**Source information**:

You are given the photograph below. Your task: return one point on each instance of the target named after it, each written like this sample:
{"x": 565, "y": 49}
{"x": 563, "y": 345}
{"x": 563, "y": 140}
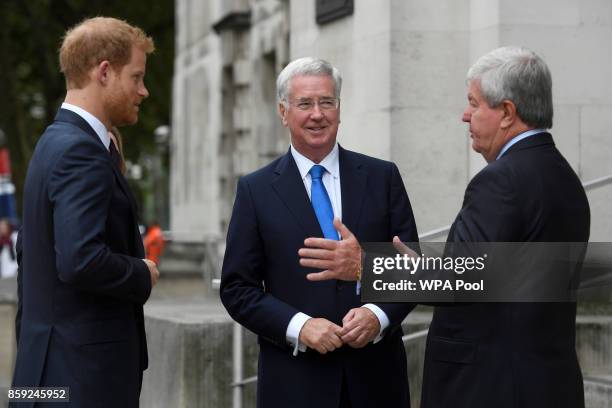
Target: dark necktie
{"x": 321, "y": 203}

**Problem**: Please retype the whole of the data precisely, omitting pictures.

**Exercise output**:
You are given the photograph below. Your task: return one point on each instance of the target named after it, each written like this sample:
{"x": 565, "y": 49}
{"x": 563, "y": 345}
{"x": 563, "y": 140}
Target: dark necktie
{"x": 321, "y": 203}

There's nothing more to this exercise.